◆ **Listed records**
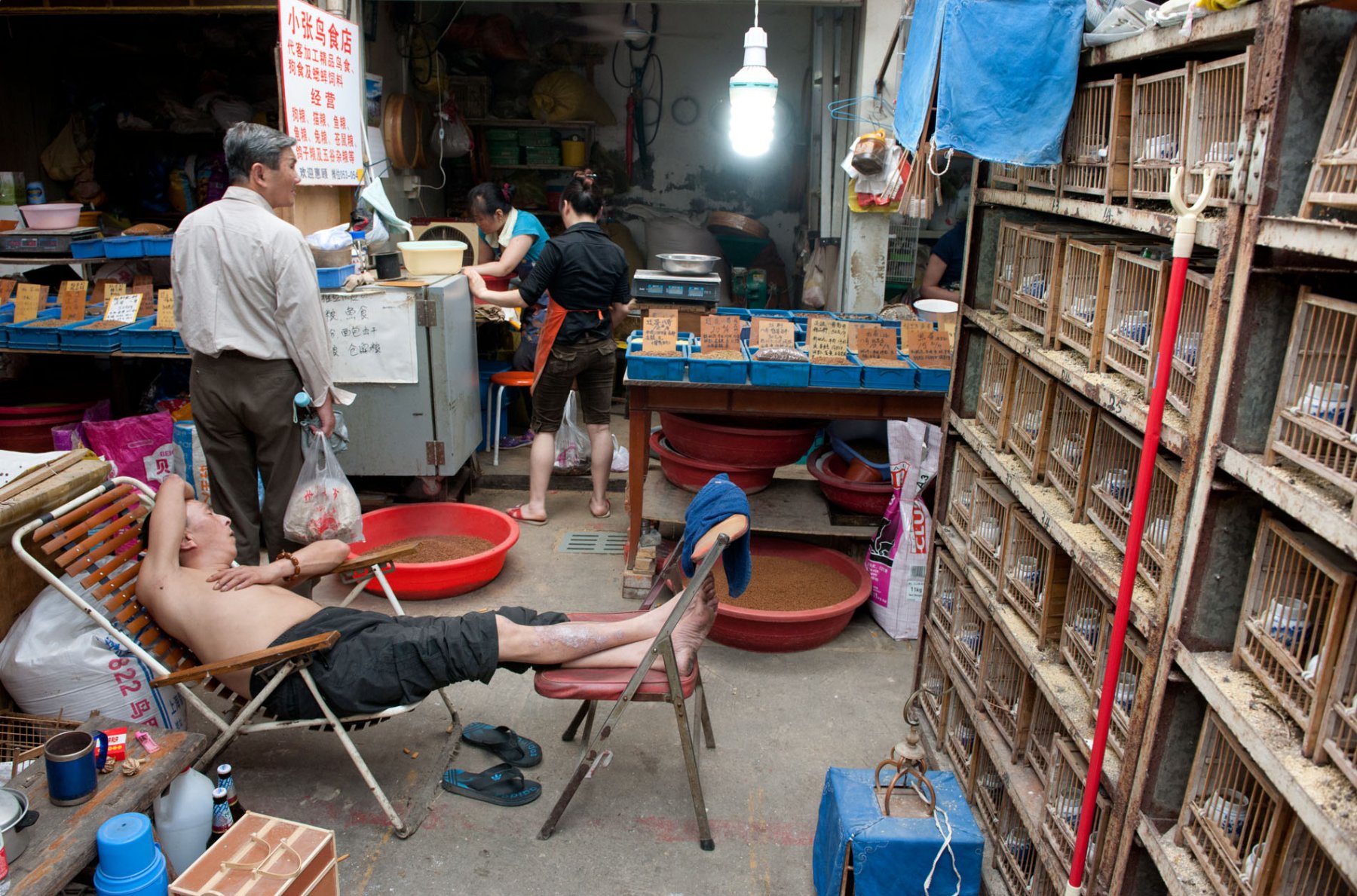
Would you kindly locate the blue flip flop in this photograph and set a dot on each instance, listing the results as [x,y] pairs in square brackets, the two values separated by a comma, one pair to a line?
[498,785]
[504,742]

---

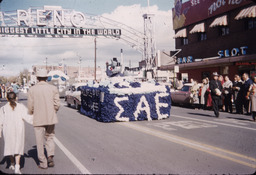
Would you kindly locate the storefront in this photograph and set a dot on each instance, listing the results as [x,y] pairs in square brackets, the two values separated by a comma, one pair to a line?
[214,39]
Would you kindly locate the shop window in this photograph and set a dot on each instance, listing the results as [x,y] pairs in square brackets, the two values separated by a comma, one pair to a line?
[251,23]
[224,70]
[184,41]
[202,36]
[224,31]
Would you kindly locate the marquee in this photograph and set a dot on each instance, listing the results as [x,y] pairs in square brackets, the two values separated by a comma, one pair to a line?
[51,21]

◆ **Exercise goal**
Count the lines in the records above that contain the word "kindly", treating uppercase and lowercase as different, and reply with the number alone.

◆ **Response to the task**
4